## FRAGMENTO DEL DOCUMENTO
========================

Esta pulseada tiene además un componente generacional muy marcado. La misma encuesta reciente, realizada tras la sentencia, revela una fractura profunda en la percepción social sobre Cristina Fernández. Mientras que el 53% en general considera que es culpable y el 40,8% que es inocente, en el segmento de jóvenes entre 16 y 30 años, el 71% la juzga culpable, frente a solo un 23% que la considera inocente. Entre quienes tienen entre 31 y 60 años, esa brecha se achica y el juicio está casi empatado, reflejando una mirada más matizada, resultado de haber vivido distintos gobiernos y experiencias políticas. En los mayores de 60 años, la brecha vuelve a ampliarse, con una mayoría que la ve culpable, fenómeno asociado al voto de Javier Milei.
Esta división generacional no puede leerse sin entender el contexto comunicacional: tanto la juventud como la tercera edad, las franjas que muestran mayor polarización, son los grupos más conectados a redes sociales y plataformas digitales, donde la circulación de información —y desinformación— es vertiginosa y muchas veces superficial. En este escenario, el debate político se reduce a fragmentos breves, formatos de consumo rápido y un flujo constante de fake news que afectan la percepción y la participación política.
Más allá del impacto de la condena, el diagnóstico social muestra una crisis más profunda: el ausentismo electoral creciente y la apatía política no son meros accidentes, sino consecuencia de una falta de respuestas estructurales. La justicia que no se reformó, la ley de medios que fue desarticulada y una estructura económica desigual y excluyente mantienen a una gran parte de la población en condiciones de precariedad y desamparo, especialmente a los jóvenes. Las condiciones laborales cercanas a la esclavitud y la falta de oportunidades solidifican la desconexión con la política tradicional y alimentan la desconfianza y el rechazo.
El desafío para el campo nacional y popular es inmenso y requiere, en primer lugar, una autocrítica honesta. Muchas de las propuestas que este espacio planteó cuando gobernaba el kirchnerismo —la democratización de la justicia, la reforma mediática, la transformación económica profunda— no se concretaron por falta de voluntad política, y esto se paga hoy con la persecución judicial a sus líderes y una crisis de representación.

========================

(Registros de un conjunto de datos)
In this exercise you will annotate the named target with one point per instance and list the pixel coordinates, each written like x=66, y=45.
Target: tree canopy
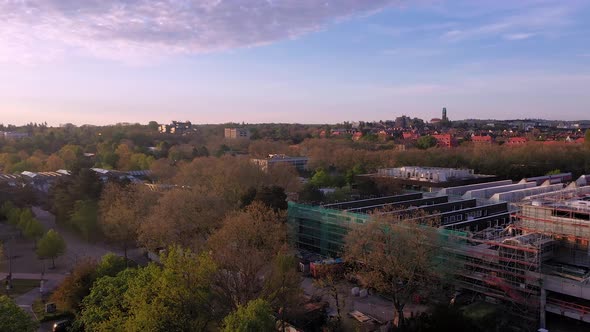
x=256, y=315
x=51, y=245
x=13, y=318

========================

## TU CONSIGNA
Escribe la continuación del texto sobre la condena a Cristina Fernández, a partir de su última oración.

## RESPUESTA DEL EJERCICIO
No se trata de inventar nuevas banderas, sino de retomar esas demandas históricas, que tienen un respaldo social claro, como se ve en la encuesta que indica que la mayoría rechaza el nombramiento de jueces por decreto y apoya su elección por voto popular. Estas son las batallas que quedan pendientes y que es necesario llevar hasta el final.
Esta condena, entonces, es también una condena simbólica a la política y al Estado como instrumentos de transformación. En un contexto donde sectores como los libertarios celebran judicializaciones que debilitan el Estado, la política argentina enfrenta una crisis de representación y sentido. Se pone en disputa la capacidad del Estado para intervenir, transformar y garantizar derechos en un país donde el poder real sigue resistiendo.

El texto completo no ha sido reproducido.